• **Goal**: Find each line below that contains the word "skyline" and copy those lines out. Case counts when matching.

[Saved entries]
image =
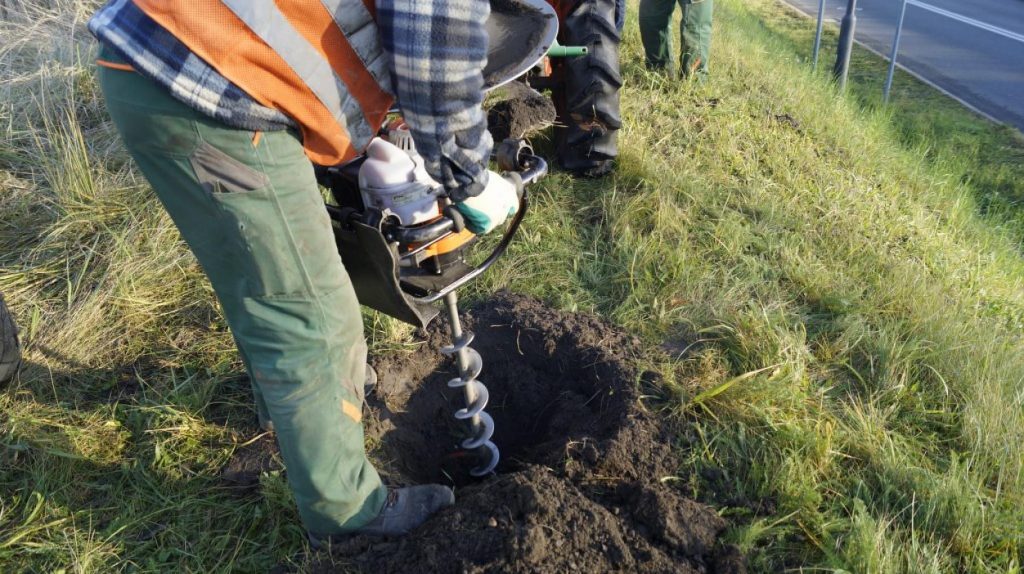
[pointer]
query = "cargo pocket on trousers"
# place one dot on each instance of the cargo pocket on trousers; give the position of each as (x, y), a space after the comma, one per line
(220, 173)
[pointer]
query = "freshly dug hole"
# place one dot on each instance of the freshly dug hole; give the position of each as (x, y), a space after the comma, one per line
(579, 487)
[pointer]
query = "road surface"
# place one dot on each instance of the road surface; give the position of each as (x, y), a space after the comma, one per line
(973, 49)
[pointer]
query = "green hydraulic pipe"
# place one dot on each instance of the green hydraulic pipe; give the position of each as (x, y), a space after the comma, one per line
(557, 50)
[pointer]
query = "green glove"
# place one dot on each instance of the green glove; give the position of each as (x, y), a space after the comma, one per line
(488, 210)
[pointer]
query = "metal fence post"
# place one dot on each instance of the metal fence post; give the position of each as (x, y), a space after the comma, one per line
(895, 52)
(817, 35)
(846, 33)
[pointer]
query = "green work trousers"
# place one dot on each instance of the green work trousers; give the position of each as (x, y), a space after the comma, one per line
(694, 34)
(248, 206)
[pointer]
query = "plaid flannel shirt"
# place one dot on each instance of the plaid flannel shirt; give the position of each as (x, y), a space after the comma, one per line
(437, 51)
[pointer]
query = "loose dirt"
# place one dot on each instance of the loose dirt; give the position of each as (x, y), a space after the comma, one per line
(517, 111)
(580, 485)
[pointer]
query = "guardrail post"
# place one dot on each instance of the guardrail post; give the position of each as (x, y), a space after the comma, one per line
(846, 33)
(894, 53)
(817, 35)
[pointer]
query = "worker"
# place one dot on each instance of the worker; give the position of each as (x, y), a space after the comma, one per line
(694, 35)
(222, 104)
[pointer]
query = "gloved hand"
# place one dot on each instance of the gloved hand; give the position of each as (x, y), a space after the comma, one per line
(492, 207)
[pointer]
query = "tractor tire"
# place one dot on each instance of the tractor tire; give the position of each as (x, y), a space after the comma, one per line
(586, 90)
(10, 351)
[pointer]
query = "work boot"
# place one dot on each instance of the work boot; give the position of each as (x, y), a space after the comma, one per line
(403, 511)
(369, 384)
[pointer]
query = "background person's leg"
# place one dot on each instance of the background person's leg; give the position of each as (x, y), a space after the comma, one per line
(255, 220)
(695, 38)
(654, 18)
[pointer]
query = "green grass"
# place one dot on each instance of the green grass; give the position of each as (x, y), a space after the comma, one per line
(840, 285)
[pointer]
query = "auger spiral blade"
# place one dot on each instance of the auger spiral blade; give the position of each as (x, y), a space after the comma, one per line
(470, 364)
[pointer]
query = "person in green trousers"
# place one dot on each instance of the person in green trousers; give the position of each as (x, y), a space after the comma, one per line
(694, 35)
(246, 200)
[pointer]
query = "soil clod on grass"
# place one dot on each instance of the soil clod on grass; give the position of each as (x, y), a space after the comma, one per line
(579, 487)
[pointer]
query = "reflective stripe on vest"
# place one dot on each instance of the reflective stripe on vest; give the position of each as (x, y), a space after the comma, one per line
(355, 21)
(318, 61)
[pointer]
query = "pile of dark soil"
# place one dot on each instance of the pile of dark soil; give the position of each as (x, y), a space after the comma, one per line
(579, 488)
(517, 111)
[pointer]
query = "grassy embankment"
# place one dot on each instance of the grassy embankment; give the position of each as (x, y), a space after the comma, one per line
(840, 288)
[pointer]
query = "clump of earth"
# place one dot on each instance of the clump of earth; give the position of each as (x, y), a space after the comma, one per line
(580, 485)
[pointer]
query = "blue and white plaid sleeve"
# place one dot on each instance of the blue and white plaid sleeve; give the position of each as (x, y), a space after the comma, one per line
(438, 50)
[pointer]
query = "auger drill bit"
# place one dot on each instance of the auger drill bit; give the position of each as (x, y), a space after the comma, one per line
(470, 363)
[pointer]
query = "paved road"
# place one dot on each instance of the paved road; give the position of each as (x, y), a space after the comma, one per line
(981, 67)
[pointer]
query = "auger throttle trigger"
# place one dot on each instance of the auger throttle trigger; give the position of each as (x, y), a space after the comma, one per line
(404, 252)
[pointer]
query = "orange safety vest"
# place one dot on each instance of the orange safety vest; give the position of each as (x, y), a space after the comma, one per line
(318, 61)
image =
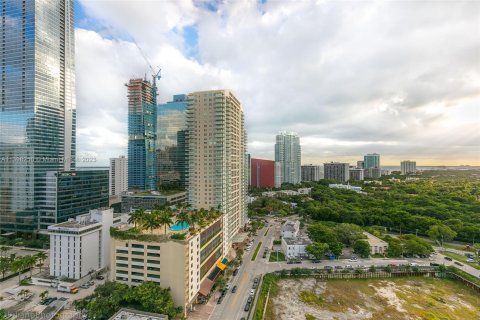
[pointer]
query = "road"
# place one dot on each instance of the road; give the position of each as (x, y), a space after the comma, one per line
(233, 304)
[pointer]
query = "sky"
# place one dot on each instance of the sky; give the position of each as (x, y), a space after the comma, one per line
(399, 78)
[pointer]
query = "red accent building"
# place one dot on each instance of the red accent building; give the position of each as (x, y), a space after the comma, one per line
(262, 173)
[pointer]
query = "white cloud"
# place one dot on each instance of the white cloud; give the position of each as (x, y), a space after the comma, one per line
(349, 77)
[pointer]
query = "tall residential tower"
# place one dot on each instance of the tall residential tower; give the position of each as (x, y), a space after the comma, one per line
(37, 105)
(288, 153)
(217, 158)
(142, 133)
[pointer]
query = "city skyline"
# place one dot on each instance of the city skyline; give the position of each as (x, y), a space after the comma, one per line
(403, 94)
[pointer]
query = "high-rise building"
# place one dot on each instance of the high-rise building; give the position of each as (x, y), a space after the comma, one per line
(142, 133)
(171, 148)
(72, 193)
(407, 167)
(310, 172)
(371, 160)
(288, 153)
(118, 175)
(217, 157)
(356, 174)
(336, 171)
(37, 105)
(263, 173)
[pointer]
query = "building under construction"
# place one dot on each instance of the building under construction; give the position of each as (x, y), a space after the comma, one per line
(142, 131)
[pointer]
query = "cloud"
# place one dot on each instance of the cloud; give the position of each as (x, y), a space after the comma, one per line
(400, 78)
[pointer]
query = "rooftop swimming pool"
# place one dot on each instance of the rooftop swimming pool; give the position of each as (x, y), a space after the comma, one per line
(179, 226)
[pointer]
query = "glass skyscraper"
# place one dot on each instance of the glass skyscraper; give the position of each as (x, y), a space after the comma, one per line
(142, 133)
(171, 148)
(37, 105)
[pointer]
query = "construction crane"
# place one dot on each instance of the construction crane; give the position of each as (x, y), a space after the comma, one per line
(155, 74)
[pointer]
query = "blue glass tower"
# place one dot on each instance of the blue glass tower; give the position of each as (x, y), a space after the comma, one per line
(142, 133)
(37, 105)
(171, 143)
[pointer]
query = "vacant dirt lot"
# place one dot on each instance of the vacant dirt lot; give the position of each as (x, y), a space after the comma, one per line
(405, 298)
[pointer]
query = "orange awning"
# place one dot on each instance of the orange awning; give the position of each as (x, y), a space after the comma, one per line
(206, 287)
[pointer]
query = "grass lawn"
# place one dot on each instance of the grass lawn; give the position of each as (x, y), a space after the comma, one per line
(460, 258)
(256, 251)
(275, 258)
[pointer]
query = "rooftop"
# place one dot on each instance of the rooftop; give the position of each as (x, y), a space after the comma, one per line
(130, 314)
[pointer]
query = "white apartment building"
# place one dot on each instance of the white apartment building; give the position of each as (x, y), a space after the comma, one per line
(118, 178)
(81, 245)
(288, 153)
(217, 160)
(184, 266)
(407, 167)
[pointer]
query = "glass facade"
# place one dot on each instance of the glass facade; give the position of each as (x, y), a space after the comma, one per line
(171, 148)
(142, 132)
(71, 193)
(37, 105)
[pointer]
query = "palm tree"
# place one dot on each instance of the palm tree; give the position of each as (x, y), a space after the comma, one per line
(151, 221)
(41, 257)
(4, 250)
(136, 217)
(165, 220)
(5, 265)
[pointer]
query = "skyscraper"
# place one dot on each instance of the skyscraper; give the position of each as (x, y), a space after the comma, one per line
(371, 160)
(310, 172)
(336, 171)
(408, 166)
(217, 157)
(37, 105)
(288, 153)
(142, 133)
(171, 149)
(118, 175)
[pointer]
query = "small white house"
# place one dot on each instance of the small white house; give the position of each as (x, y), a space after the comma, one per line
(290, 229)
(295, 247)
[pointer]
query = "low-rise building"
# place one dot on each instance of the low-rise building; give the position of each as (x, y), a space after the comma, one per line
(147, 200)
(295, 247)
(81, 246)
(290, 229)
(377, 245)
(186, 261)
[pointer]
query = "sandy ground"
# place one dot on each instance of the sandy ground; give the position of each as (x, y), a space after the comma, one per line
(402, 299)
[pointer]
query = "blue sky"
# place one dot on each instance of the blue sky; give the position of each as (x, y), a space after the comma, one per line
(349, 77)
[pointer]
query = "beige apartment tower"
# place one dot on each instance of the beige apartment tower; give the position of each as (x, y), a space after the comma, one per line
(217, 159)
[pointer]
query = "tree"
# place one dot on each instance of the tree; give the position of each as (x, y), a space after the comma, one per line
(362, 248)
(43, 295)
(317, 249)
(441, 233)
(165, 220)
(348, 233)
(41, 257)
(136, 217)
(152, 221)
(5, 265)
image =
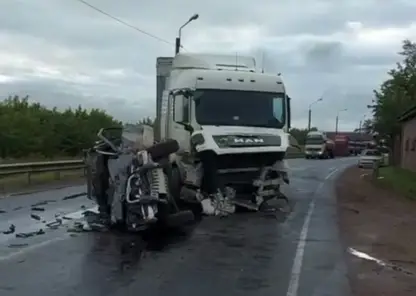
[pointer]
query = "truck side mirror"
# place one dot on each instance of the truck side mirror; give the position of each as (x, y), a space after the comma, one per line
(288, 112)
(178, 115)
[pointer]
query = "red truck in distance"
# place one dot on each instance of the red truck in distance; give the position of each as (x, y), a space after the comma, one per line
(341, 145)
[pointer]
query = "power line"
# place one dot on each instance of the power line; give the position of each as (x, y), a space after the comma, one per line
(125, 23)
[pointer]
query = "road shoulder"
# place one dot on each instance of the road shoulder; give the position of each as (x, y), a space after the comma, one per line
(378, 224)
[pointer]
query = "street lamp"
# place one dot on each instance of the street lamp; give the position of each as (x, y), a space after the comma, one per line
(310, 112)
(178, 39)
(337, 119)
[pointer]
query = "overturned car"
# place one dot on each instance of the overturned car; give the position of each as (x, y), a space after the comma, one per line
(128, 177)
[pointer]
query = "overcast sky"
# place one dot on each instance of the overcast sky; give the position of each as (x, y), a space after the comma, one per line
(62, 53)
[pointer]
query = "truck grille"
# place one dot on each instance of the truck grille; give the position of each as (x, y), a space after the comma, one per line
(248, 160)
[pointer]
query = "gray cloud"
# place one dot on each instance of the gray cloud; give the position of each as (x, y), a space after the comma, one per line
(63, 53)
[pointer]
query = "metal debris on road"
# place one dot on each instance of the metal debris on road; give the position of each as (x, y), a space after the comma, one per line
(42, 203)
(38, 209)
(18, 245)
(72, 196)
(54, 224)
(30, 234)
(11, 229)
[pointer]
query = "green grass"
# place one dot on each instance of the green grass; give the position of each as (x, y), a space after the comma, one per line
(400, 180)
(20, 182)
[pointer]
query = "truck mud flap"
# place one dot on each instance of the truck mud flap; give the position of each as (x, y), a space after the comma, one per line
(180, 218)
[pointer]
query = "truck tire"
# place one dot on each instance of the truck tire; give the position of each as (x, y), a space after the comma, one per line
(163, 149)
(175, 183)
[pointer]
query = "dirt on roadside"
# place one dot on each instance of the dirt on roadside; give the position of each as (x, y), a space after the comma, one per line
(380, 224)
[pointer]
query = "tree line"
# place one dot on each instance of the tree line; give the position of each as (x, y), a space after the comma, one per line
(394, 96)
(30, 130)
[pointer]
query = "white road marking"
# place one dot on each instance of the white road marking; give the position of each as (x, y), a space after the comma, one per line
(297, 263)
(331, 174)
(300, 250)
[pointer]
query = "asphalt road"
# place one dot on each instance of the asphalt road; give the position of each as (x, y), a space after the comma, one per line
(245, 254)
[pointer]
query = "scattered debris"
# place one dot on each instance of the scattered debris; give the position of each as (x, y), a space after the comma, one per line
(379, 262)
(18, 245)
(54, 224)
(30, 234)
(36, 217)
(42, 203)
(86, 227)
(11, 229)
(72, 196)
(39, 209)
(352, 210)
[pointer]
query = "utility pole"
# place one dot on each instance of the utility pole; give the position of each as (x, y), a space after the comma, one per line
(337, 120)
(178, 39)
(310, 112)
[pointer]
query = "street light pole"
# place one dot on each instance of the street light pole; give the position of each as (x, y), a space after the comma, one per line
(178, 39)
(310, 112)
(337, 119)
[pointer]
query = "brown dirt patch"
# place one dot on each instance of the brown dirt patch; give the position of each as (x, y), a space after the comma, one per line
(381, 224)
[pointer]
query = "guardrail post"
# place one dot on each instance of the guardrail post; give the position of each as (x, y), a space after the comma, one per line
(375, 173)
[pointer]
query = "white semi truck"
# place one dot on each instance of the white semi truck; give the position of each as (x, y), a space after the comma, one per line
(231, 123)
(318, 145)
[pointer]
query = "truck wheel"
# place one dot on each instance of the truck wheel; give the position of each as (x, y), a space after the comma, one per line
(175, 183)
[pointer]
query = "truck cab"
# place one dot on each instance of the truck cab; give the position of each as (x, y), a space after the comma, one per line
(318, 145)
(218, 105)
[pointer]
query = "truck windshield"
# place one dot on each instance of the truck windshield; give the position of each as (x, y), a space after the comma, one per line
(243, 108)
(314, 140)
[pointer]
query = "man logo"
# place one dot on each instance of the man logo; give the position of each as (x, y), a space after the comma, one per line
(248, 140)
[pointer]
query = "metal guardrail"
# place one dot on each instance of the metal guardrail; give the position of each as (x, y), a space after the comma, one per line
(31, 168)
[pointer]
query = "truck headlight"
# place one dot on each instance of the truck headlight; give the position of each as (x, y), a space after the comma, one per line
(197, 139)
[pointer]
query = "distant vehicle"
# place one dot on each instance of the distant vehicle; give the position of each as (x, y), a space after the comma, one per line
(368, 157)
(385, 151)
(318, 145)
(341, 145)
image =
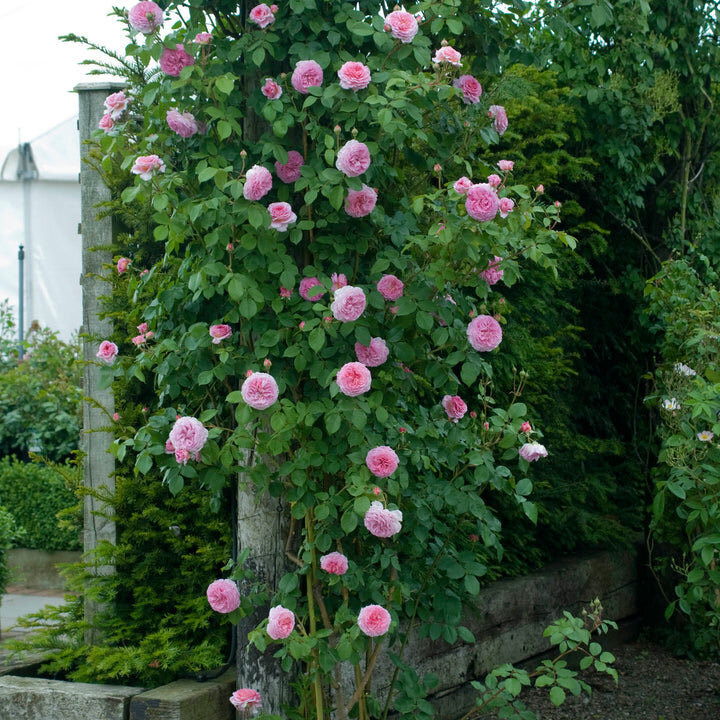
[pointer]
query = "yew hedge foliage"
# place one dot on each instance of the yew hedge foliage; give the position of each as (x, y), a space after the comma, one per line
(268, 282)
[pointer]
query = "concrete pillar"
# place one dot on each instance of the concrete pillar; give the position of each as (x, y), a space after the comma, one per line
(97, 235)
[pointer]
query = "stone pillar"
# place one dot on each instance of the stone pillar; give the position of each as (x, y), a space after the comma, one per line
(97, 235)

• **Written answer**:
query = "city skyline"
# place one dot on each instance of the city skyline; give the position of each as (x, y), a space after the comma, one per line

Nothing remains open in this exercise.